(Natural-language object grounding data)
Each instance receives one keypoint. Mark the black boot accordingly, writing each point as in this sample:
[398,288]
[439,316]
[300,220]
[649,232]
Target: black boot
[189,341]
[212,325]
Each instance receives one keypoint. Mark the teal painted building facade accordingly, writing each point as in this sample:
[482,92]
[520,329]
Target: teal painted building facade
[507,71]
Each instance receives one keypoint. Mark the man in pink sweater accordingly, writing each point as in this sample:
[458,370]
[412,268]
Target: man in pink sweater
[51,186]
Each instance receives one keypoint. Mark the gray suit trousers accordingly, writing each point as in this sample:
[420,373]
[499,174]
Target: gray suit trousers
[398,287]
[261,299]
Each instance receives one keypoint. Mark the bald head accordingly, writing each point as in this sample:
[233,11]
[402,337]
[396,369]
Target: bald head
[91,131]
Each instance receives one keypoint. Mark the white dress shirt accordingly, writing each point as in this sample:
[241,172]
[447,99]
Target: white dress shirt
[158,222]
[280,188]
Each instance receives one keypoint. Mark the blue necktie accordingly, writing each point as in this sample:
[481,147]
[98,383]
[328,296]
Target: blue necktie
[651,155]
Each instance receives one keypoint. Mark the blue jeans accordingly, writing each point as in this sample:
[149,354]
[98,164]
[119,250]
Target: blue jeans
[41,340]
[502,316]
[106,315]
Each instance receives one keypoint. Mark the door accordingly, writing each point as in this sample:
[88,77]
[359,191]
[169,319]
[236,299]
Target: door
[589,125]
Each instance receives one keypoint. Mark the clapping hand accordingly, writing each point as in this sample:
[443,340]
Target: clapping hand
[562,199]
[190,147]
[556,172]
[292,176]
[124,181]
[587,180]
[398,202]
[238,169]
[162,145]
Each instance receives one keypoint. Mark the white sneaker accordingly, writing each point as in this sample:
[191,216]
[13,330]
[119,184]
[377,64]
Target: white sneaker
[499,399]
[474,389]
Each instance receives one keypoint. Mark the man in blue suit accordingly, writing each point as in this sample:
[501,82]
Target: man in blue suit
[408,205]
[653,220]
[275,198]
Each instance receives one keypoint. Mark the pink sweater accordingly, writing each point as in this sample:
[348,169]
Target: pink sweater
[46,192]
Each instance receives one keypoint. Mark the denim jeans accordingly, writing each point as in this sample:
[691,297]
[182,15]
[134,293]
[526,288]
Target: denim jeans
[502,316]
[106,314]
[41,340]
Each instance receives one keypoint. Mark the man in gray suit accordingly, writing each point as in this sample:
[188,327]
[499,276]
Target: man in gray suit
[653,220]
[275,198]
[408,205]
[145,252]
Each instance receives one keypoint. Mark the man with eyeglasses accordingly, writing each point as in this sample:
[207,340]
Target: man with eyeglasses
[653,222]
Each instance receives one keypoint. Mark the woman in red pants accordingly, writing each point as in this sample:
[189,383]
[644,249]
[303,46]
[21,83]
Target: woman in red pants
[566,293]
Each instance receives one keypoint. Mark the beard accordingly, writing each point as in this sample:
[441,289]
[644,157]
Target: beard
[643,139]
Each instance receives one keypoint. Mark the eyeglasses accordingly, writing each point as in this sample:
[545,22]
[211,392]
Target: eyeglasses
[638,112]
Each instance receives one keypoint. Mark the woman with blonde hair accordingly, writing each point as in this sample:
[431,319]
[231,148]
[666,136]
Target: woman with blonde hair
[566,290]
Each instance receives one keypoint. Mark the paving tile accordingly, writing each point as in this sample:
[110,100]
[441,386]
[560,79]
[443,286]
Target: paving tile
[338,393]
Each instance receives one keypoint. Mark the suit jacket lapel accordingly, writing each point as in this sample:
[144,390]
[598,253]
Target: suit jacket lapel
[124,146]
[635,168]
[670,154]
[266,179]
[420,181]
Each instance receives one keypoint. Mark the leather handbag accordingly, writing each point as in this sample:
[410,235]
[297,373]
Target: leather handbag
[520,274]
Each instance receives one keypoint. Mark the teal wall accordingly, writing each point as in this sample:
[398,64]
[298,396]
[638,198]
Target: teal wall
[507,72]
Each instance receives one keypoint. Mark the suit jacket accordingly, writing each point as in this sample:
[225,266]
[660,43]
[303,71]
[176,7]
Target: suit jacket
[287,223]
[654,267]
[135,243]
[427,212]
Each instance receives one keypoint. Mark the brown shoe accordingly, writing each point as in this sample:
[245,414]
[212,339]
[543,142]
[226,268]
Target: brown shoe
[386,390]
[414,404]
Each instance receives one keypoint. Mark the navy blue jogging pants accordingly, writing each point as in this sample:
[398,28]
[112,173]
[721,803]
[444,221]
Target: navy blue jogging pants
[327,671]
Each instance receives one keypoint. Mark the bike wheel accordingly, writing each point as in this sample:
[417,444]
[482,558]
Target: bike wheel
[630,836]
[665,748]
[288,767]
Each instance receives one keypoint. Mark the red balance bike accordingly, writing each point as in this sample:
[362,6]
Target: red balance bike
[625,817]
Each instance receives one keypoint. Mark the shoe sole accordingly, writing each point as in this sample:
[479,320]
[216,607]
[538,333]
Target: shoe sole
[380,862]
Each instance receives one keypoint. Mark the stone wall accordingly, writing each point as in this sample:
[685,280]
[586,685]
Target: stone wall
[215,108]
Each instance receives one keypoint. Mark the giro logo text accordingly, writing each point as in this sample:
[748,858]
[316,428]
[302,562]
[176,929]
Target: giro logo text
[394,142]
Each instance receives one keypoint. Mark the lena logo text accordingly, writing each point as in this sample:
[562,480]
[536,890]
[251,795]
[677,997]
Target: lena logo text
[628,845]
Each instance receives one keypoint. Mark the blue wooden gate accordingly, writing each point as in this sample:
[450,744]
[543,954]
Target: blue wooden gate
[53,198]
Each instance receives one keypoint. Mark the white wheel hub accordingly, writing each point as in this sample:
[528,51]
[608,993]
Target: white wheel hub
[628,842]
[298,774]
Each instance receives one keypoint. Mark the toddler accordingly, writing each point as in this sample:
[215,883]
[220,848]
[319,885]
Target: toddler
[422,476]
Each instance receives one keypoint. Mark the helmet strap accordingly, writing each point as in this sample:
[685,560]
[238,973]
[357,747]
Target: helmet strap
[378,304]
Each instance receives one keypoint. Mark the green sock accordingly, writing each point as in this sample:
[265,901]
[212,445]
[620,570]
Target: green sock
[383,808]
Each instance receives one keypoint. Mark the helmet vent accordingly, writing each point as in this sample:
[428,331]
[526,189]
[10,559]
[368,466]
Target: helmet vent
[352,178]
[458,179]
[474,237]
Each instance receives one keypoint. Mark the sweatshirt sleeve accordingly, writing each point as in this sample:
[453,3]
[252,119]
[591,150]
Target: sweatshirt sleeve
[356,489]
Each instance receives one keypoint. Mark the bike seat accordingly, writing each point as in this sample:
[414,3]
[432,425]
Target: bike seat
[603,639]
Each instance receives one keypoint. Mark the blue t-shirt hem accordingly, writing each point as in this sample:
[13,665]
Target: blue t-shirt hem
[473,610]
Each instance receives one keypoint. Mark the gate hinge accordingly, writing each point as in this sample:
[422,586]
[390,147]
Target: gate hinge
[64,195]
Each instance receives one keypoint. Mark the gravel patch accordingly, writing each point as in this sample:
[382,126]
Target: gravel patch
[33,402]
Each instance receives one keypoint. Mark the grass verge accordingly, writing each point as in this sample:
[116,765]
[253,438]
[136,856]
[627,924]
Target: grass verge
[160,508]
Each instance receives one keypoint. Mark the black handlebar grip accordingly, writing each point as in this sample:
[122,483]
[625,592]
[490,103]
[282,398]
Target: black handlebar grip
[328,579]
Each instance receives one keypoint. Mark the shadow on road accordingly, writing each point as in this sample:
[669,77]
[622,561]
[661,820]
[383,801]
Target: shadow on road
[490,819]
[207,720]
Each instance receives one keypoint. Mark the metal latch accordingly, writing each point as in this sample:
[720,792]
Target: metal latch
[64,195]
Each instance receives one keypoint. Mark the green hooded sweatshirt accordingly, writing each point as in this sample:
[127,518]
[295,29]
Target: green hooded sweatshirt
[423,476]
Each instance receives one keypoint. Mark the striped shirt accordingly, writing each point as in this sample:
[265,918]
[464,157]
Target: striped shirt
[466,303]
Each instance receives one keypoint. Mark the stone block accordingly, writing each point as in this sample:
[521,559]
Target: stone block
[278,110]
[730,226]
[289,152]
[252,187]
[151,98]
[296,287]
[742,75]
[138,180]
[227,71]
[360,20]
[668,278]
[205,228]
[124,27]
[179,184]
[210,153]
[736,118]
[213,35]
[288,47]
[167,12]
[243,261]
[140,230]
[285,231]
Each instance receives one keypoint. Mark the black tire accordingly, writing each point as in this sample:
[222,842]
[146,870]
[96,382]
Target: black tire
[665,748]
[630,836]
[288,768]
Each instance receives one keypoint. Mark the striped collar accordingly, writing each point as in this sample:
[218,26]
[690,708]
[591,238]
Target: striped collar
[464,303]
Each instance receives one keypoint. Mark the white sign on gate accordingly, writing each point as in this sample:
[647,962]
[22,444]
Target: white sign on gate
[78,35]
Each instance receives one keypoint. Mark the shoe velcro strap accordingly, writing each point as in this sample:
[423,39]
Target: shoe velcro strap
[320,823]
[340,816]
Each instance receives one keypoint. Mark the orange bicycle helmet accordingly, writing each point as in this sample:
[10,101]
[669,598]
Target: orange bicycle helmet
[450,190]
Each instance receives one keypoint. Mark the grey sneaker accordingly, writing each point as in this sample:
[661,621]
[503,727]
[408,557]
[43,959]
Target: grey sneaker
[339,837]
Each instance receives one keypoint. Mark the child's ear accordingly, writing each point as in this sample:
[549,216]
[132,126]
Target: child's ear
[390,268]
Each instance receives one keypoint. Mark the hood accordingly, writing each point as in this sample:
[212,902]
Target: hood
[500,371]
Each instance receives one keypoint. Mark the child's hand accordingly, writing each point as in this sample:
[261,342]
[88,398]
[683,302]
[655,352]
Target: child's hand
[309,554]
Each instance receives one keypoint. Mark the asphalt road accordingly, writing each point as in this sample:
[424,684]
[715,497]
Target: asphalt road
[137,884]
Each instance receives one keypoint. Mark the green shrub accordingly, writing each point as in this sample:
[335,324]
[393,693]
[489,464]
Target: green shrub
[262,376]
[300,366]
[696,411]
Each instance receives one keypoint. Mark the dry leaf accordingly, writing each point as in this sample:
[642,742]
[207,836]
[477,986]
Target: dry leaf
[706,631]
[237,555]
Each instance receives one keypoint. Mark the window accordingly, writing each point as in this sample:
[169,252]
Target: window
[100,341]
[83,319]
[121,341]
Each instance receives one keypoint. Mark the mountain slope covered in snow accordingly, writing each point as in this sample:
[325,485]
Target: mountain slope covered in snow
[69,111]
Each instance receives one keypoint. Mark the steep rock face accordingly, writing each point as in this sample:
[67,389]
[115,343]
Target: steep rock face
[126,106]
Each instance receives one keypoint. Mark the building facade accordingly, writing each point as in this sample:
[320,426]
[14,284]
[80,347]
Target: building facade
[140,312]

### Work order
Write out exactly the lines between the start of the entries and the line containing "Each instance receives one keypoint. Mark the man in blue", including that line and the first one.

### Answer to the exercise
Each instance receives one keypoint. Mark the black boot accordingly, writing each point as in this sample:
[398,288]
[439,316]
[300,220]
[649,232]
Target: black boot
[189,341]
[212,325]
Each instance receives one keypoint. Mark the teal painted building facade accordingly, writing each point as in this sample:
[482,92]
[520,329]
Target: teal painted building facade
[507,71]
Each instance receives one keypoint. Mark the man in pink sweater accordingly, writing each point as in this sample:
[458,370]
[412,268]
Target: man in pink sweater
[51,186]
Each instance receives one keypoint. Mark the gray suit trousers accordingly, writing each point as in this sample:
[420,373]
[499,174]
Target: gray suit trousers
[398,287]
[261,299]
Each instance receives one keypoint. Mark the bald head accordingly, writing each point as in this sample:
[233,11]
[402,337]
[396,369]
Target: bald head
[91,131]
Each instance receives one keypoint. Mark the white dress shirt accordingly, writing each point as in this sample:
[241,172]
[447,99]
Target: white dress shirt
[158,222]
[280,188]
Each instance receives one keypoint. Mark the blue necktie accordingly, writing each point as in this sample:
[481,147]
[98,383]
[328,296]
Target: blue necktie
[651,155]
Each instance receives one keypoint. Mark the blue jeans accordingly, writing each point as in this sample:
[149,354]
[98,164]
[119,250]
Target: blue jeans
[41,340]
[502,316]
[106,315]
Each instance receives one keypoint. Mark the door accordingly, writing each point as in this sample:
[88,77]
[359,191]
[169,319]
[236,299]
Target: door
[589,125]
Each instance receives one keypoint. Mark the clapping hand accordingly, writing each point as in this sample:
[443,340]
Target: clapping hand
[562,199]
[190,147]
[556,172]
[292,176]
[124,181]
[587,180]
[398,202]
[238,169]
[162,145]
Each instance receives one keypoint. Mark the white sneaker accordingly, writing each point as in this sample:
[191,216]
[13,330]
[119,184]
[377,64]
Target: white sneaker
[499,399]
[474,389]
Each instance receives one keypoint. Mark the man in blue suit accordingly, writing each point as in this sample:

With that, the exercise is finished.